Below is a listing; copy all of it exactly.

::: Available records

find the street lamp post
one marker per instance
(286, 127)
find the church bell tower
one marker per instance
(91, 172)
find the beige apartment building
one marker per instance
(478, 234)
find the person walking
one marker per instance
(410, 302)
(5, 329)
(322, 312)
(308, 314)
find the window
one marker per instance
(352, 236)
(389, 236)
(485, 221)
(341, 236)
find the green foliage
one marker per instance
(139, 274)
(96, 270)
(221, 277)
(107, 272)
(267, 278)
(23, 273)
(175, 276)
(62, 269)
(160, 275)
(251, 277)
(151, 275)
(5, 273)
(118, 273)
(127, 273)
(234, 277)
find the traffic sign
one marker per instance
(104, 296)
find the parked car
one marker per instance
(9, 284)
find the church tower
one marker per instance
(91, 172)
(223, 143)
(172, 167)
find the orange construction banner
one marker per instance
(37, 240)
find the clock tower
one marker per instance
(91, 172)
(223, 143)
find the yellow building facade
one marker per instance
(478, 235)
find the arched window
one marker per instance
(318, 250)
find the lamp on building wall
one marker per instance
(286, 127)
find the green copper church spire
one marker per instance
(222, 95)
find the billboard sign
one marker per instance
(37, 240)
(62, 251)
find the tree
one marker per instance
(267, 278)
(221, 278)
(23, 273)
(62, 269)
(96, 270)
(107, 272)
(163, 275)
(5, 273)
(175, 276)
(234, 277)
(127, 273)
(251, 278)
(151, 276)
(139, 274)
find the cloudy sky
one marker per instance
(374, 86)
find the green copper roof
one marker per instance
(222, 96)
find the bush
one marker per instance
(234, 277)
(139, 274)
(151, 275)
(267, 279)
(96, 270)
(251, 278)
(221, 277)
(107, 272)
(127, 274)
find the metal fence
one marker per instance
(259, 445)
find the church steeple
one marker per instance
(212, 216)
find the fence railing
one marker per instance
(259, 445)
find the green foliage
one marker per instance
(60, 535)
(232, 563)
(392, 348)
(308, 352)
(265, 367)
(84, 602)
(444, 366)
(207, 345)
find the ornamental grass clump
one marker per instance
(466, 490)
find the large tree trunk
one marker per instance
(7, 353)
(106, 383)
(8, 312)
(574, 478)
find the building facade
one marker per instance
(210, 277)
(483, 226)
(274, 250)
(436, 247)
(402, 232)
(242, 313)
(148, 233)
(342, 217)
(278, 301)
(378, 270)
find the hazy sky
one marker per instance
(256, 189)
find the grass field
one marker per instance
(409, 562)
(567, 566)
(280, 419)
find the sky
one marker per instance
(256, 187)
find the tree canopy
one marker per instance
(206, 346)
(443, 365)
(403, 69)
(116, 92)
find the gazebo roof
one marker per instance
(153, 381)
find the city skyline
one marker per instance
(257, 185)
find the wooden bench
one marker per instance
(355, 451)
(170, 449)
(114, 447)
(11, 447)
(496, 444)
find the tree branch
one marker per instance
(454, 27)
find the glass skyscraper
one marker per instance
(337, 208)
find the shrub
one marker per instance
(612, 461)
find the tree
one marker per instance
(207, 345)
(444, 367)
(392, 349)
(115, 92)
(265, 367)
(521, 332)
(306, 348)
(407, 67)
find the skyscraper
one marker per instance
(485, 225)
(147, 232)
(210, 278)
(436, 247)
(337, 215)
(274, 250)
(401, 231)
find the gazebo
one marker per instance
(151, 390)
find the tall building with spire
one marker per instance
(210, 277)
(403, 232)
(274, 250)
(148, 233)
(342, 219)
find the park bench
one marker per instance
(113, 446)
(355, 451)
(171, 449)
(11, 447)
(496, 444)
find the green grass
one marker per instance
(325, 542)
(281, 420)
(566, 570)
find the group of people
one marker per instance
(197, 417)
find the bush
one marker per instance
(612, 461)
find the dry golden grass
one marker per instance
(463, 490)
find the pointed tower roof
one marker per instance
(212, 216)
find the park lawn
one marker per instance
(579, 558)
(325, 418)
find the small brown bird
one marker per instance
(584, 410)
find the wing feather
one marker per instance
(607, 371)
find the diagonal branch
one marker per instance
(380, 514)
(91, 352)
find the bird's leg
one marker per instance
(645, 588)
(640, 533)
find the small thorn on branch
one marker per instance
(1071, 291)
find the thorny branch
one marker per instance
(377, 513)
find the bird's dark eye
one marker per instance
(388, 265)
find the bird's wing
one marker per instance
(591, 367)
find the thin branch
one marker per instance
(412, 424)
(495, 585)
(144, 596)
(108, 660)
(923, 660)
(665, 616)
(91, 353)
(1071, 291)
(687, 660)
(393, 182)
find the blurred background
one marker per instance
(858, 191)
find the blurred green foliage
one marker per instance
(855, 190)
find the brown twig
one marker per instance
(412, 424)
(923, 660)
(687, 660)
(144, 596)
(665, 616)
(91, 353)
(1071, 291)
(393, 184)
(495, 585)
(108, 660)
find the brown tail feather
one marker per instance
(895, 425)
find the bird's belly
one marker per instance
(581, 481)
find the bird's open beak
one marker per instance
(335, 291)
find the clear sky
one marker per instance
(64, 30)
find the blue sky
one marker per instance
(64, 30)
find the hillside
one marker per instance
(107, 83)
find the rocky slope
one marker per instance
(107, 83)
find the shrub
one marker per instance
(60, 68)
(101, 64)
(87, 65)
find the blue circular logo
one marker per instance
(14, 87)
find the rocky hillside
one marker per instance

::::::

Written answer >>
find the street lamp post
one marker per instance
(286, 127)
find the church bell tower
one marker per instance
(91, 172)
find the beige apartment building
one marker per instance
(478, 234)
find the person walking
one marker per instance
(410, 302)
(5, 329)
(322, 312)
(308, 314)
find the window
one marker per instance
(352, 236)
(389, 236)
(485, 221)
(341, 236)
find the green foliage
one marker per instance
(139, 274)
(96, 270)
(221, 277)
(107, 272)
(267, 278)
(23, 273)
(175, 276)
(62, 269)
(160, 275)
(251, 277)
(151, 275)
(5, 273)
(118, 273)
(127, 273)
(234, 277)
find the traffic sign
one marker per instance
(104, 296)
find the parked car
one marker per instance
(9, 284)
find the church tower
one marker per instance
(91, 172)
(223, 143)
(172, 167)
find the orange construction banner
one marker per instance
(37, 240)
find the clock tower
one marker per instance
(91, 172)
(223, 143)
find the yellow building facade
one marker per instance
(478, 235)
find the arched window
one marker per instance
(318, 250)
find the lamp on building wall
one marker per instance
(286, 127)
find the green copper church spire
one marker per instance
(222, 95)
find the billboard sign
one marker per instance
(37, 240)
(62, 251)
find the tree
one marker per instance
(267, 278)
(221, 278)
(23, 273)
(62, 269)
(96, 270)
(107, 272)
(163, 275)
(5, 273)
(175, 276)
(234, 277)
(127, 273)
(251, 278)
(151, 276)
(139, 274)
find the cloudy sky
one marker per instance
(374, 86)
find the green copper roof
one marker per instance
(222, 96)
find the bush
one marker per instance
(234, 277)
(139, 274)
(151, 275)
(267, 279)
(96, 270)
(251, 278)
(221, 277)
(107, 272)
(127, 274)
find the metal fence
one marker per instance
(259, 445)
find the church steeple
one marker per instance
(212, 216)
find the fence railing
one marker per instance
(259, 445)
find the green foliage
one marker per instance
(60, 535)
(232, 563)
(392, 348)
(308, 352)
(265, 367)
(84, 602)
(444, 366)
(207, 345)
find the ornamental grass clump
one marker per instance
(466, 490)
find the large tree trunk
one marker per instance
(7, 353)
(106, 383)
(8, 312)
(574, 478)
find the building facade
one marker per instance
(210, 277)
(483, 226)
(274, 250)
(436, 247)
(402, 232)
(242, 313)
(148, 233)
(342, 217)
(278, 301)
(378, 270)
find the hazy sky
one marker per instance
(256, 189)
find the grass field
one marker per instance
(409, 562)
(567, 566)
(280, 419)
find the sky
one marker per instance
(256, 187)
find the tree canopy
one marker per instance
(206, 346)
(443, 365)
(403, 69)
(116, 92)
find the gazebo roof
one marker per instance
(153, 381)
find the city skyline
one marker per instance
(257, 185)
find the wooden bench
one marker per instance
(355, 451)
(170, 449)
(114, 447)
(11, 447)
(496, 444)
find the tree branch
one marker per instance
(454, 27)
find the glass skyscraper
one marker per instance
(337, 208)
find the shrub
one marker per instance
(612, 461)
find the tree
one marker per instance
(207, 345)
(444, 367)
(392, 349)
(115, 92)
(265, 367)
(521, 332)
(306, 348)
(407, 67)
find the skyscraper
one marker per instance
(485, 225)
(147, 232)
(210, 278)
(436, 247)
(337, 215)
(274, 250)
(401, 231)
find the gazebo
one marker per instance
(151, 390)
find the tall building with spire
one marker per instance
(210, 277)
(403, 232)
(274, 250)
(148, 233)
(342, 219)
find the park bench
one marker per instance
(113, 446)
(355, 451)
(171, 449)
(11, 447)
(496, 444)
find the green grass
one marker per instance
(325, 542)
(281, 420)
(566, 570)
find the group of people
one marker per instance
(197, 417)
find the bush
one marker per instance
(612, 461)
find the dry golden grass
one marker per instance
(463, 490)
find the pointed tower roof
one marker per instance
(212, 216)
find the park lawn
one marker per instance
(579, 558)
(325, 418)
find the small brown bird
one marker per instance
(584, 410)
find the wing feather
one marker per instance
(607, 371)
find the diagonal branch
one marker per instance
(380, 514)
(91, 352)
find the bird's leg
one marker per instance
(645, 588)
(640, 533)
find the small thorn on branch
one marker per instance
(1071, 291)
find the thorny branch
one marker per instance
(377, 513)
find the bird's dark eye
one marker per instance
(388, 265)
find the bird's wing
one marker per instance
(591, 367)
find the thin branch
one marker per instance
(412, 424)
(495, 585)
(144, 596)
(108, 660)
(923, 660)
(665, 616)
(91, 353)
(1071, 291)
(687, 660)
(393, 182)
find the blurred background
one marker per instance
(858, 191)
find the blurred green foliage
one marker per instance
(855, 190)
find the brown twig
one marker per instance
(412, 424)
(923, 660)
(687, 660)
(144, 596)
(665, 616)
(91, 353)
(1071, 291)
(393, 184)
(495, 585)
(108, 660)
find the brown tail feather
one marker per instance
(895, 425)
find the bird's belly
one marker per instance
(581, 481)
find the bird's open beak
one marker per instance
(335, 291)
find the clear sky
one marker per instance
(64, 30)
find the blue sky
one marker per instance
(64, 30)
find the hillside
one marker per instance
(107, 83)
find the rocky slope
one marker per instance
(107, 83)
find the shrub
one marker per instance
(60, 68)
(101, 64)
(87, 65)
find the blue circular logo
one marker per instance
(14, 87)
find the rocky hillside
one marker per instance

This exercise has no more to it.